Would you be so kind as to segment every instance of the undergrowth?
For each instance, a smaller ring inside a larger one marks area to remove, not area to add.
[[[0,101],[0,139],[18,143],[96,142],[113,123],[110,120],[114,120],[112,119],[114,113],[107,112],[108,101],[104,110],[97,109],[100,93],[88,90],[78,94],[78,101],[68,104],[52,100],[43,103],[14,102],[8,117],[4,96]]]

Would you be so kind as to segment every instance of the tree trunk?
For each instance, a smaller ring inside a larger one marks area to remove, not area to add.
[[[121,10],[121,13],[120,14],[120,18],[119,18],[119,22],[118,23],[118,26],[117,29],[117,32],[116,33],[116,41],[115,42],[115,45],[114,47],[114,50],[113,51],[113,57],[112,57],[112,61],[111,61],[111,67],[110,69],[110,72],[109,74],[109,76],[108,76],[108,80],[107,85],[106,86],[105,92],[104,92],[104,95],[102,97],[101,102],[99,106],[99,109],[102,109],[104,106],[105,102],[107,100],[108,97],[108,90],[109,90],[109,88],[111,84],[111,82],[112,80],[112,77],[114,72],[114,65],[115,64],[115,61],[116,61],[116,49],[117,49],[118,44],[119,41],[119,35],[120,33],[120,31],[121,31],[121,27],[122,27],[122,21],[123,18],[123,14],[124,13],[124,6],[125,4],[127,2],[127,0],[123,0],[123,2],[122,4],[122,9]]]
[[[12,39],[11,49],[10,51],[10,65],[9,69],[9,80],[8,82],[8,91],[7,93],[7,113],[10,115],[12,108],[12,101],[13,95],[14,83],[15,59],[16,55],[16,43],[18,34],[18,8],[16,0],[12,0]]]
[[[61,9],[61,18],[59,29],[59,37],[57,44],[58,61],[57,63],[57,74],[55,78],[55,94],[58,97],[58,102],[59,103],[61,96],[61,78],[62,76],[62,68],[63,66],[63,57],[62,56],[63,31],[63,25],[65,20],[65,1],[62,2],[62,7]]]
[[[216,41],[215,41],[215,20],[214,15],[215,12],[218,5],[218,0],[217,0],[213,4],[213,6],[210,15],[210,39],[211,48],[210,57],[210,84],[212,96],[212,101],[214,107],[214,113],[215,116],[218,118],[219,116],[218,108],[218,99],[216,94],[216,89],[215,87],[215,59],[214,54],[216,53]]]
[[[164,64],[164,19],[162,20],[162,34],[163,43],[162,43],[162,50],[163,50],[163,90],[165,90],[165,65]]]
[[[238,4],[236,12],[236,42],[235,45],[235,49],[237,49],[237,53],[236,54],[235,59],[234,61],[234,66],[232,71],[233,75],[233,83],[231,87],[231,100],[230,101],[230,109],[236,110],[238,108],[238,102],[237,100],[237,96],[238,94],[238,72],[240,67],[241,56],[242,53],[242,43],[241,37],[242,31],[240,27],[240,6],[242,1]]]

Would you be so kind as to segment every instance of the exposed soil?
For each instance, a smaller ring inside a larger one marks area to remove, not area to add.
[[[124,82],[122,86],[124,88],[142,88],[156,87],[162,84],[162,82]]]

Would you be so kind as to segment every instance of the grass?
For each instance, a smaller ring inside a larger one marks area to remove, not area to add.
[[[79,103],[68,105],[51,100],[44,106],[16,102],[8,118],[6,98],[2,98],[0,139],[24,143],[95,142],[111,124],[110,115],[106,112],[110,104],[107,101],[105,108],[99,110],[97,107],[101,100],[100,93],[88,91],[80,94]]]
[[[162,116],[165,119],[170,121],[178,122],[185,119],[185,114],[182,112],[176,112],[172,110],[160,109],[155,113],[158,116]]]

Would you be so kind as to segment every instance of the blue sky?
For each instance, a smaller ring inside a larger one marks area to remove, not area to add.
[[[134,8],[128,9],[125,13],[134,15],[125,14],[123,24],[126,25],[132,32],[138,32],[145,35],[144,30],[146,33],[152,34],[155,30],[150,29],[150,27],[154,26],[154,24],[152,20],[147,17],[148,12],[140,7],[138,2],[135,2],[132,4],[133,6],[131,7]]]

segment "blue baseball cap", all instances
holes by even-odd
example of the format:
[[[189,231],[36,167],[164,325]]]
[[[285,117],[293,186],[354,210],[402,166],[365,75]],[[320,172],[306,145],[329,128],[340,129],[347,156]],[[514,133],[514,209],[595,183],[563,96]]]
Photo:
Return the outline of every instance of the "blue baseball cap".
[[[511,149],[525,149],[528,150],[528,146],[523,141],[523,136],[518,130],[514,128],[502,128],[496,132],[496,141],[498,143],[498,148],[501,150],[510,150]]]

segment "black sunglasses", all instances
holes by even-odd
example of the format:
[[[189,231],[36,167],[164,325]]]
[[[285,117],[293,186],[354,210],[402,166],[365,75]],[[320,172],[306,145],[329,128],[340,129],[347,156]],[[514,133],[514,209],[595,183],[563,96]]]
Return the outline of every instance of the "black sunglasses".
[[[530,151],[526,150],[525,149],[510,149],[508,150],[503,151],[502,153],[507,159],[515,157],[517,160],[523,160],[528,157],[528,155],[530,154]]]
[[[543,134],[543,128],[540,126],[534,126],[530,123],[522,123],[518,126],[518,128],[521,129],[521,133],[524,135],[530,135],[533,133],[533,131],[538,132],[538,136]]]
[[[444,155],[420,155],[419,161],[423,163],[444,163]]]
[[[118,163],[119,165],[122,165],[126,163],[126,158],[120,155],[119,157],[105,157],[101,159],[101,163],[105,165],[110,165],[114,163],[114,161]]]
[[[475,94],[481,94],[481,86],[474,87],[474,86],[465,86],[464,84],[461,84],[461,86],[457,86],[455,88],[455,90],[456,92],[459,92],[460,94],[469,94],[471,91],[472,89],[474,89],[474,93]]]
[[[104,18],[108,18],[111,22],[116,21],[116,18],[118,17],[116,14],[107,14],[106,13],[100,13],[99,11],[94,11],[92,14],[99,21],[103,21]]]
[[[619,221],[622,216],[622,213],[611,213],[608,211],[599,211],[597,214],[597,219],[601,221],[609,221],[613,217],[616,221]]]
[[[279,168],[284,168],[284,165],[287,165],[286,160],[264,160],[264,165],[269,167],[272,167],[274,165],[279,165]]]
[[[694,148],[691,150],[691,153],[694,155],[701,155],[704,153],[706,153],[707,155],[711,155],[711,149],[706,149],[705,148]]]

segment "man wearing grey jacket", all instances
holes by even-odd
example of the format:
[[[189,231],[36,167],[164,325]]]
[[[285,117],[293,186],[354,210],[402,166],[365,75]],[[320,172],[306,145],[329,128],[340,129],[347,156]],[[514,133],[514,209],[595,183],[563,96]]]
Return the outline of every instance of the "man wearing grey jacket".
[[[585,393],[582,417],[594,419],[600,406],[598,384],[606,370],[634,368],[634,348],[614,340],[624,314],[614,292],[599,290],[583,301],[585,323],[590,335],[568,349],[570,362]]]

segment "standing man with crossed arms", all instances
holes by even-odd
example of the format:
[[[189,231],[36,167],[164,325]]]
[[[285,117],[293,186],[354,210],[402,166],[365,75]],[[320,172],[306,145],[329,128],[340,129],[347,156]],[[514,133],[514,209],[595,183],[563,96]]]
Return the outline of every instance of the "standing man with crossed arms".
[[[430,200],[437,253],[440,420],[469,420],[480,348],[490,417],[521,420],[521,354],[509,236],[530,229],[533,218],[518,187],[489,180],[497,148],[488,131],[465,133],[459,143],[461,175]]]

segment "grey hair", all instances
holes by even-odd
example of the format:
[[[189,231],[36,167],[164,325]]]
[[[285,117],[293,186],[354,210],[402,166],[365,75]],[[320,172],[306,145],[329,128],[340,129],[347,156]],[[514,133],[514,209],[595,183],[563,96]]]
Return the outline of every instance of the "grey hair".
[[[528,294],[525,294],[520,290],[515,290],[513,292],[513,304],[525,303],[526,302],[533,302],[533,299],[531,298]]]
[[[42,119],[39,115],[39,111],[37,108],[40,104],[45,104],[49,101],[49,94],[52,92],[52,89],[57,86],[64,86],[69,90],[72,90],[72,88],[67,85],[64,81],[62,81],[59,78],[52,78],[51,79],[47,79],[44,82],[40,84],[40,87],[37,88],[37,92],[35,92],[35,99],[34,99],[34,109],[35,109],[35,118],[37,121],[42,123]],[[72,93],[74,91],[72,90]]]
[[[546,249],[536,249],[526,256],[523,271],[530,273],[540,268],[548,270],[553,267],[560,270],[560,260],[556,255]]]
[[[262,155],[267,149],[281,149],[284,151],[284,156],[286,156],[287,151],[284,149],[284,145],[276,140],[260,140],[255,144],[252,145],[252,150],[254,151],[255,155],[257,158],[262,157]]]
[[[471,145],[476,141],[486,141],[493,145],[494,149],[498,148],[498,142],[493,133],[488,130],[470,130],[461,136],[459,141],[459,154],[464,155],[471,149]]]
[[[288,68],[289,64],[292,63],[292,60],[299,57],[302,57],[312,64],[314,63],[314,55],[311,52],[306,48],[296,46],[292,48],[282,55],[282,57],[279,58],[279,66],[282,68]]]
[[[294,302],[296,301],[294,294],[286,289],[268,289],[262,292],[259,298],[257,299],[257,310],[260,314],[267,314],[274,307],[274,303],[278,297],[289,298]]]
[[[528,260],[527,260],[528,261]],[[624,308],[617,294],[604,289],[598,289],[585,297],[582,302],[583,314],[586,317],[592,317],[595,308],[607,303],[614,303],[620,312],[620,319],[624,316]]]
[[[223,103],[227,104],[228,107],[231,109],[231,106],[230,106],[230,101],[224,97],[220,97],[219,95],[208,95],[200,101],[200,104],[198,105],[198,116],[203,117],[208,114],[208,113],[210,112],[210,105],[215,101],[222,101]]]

◆ **What to work on**: Pull out every line of the rows above that contains the word "wearing", matching its case exactly.

◆ **Solution for this problem**:
segment "man wearing grey jacket", all instances
Return the outline of every instance of the "man wearing grey jacket".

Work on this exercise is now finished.